▶ [THE TASK] Find the line containing "TARGET = woman's ear" in the listing below. Repeat it exactly, along with each following line up to and including the one containing "TARGET = white massage table cushion".

[[ DATASET RECORDS, beginning ]]

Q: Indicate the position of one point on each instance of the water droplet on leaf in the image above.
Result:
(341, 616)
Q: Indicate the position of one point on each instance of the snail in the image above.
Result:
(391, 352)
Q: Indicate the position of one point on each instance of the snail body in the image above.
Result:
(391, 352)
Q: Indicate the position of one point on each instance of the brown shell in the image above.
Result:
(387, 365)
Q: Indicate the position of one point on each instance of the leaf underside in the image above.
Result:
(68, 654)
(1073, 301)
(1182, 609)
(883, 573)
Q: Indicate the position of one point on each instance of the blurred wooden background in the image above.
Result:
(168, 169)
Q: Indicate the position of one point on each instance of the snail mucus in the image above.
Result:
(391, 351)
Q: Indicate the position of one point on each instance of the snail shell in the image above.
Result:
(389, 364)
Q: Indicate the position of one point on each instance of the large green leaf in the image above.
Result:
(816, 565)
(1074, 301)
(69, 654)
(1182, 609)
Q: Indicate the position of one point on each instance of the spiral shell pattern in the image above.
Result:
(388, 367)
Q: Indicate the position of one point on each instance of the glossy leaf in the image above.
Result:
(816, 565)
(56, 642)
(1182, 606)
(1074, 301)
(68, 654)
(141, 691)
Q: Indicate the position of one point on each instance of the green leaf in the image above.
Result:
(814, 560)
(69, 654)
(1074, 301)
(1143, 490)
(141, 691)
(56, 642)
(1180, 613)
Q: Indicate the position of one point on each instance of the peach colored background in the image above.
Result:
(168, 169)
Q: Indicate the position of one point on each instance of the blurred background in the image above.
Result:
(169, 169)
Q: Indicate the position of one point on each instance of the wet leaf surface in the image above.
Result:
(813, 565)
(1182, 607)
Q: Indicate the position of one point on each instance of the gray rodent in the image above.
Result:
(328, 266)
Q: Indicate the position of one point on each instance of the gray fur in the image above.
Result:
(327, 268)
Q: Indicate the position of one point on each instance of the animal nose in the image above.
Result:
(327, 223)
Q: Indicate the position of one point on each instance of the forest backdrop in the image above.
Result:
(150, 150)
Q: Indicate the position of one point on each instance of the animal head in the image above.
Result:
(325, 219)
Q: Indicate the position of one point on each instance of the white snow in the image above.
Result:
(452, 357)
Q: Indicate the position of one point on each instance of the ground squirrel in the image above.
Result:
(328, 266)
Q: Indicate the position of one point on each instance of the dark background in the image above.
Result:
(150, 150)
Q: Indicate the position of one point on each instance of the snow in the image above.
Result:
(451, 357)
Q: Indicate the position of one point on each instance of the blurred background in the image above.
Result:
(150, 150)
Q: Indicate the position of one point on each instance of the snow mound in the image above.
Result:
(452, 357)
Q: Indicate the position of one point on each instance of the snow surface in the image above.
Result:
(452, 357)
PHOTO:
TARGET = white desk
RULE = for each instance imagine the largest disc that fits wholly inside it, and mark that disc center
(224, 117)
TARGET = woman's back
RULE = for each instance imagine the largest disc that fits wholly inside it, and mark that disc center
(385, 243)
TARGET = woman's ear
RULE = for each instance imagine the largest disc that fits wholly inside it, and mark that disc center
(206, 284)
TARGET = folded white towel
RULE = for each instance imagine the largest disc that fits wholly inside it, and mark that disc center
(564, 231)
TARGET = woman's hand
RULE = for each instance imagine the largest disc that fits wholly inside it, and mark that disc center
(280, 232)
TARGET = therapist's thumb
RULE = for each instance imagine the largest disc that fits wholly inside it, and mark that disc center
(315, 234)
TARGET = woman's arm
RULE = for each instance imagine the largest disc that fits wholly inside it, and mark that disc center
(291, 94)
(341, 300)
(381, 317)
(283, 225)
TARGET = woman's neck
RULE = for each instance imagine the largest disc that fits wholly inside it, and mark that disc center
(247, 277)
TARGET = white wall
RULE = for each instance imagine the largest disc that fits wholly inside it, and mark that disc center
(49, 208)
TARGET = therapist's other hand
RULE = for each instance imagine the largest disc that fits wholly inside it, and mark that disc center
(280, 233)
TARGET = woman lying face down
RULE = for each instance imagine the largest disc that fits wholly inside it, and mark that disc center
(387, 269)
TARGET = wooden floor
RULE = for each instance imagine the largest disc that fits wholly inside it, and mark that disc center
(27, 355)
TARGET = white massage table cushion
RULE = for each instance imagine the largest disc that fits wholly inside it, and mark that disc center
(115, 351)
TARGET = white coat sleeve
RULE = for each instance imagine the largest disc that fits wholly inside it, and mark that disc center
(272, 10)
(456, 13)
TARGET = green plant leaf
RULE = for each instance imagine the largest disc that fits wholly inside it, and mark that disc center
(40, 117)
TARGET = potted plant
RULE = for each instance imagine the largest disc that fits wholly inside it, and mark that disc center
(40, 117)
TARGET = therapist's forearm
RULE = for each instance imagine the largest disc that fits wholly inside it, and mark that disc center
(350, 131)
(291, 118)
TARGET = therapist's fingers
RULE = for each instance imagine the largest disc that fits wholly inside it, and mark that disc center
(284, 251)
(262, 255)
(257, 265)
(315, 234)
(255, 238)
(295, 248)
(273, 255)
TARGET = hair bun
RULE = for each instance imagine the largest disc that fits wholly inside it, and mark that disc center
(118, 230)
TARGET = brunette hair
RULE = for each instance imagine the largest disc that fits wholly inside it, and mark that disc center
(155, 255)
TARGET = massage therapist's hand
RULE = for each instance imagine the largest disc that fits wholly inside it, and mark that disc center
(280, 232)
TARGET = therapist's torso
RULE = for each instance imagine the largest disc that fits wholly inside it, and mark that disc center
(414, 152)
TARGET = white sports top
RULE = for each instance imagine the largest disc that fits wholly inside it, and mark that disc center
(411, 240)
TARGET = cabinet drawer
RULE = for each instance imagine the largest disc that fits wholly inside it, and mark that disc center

[[ DATASET RECORDS, end ]]

▶ [YOUR SOLUTION]
TARGET = woman's ear
RULE = for each instance imagine the largest disc that fits wholly inside it, and mark that disc center
(206, 284)
TARGET = folded white towel
RULE = for each instance imagine the largest disc that fits wholly inside it, and mark that disc center
(564, 231)
TARGET = woman's hand
RULE = for each instance imagine the largest disc that fits wholly inside it, and mark that disc center
(280, 232)
TARGET = therapist's thumb
RULE = for each instance imagine the largest disc that fits wholly inside it, and mark that disc center
(315, 234)
TARGET = woman's arm
RULE = for each instance imagine the largest disc that fits wholly inside it, and mark that disc center
(291, 94)
(341, 300)
(381, 317)
(283, 225)
TARGET = woman's neck
RULE = for each instance imagine the largest disc that fits wholly inside it, and mark that disc center
(247, 277)
TARGET = white wall
RULE = for each instance imagine the largest disc that fits wholly inside it, and mark that disc center
(49, 208)
TARGET = therapist's other hand
RULE = for each instance imagine the largest disc that fits wholly inside it, and mark that disc center
(280, 233)
TARGET = woman lying face down
RULE = for each instance imagine the largest disc that fits wholly inside it, and mark that disc center
(387, 269)
TARGET = wooden floor
RULE = for each instance imagine the largest disc that fits wholly inside it, and mark that disc center
(27, 355)
TARGET = white massage table cushion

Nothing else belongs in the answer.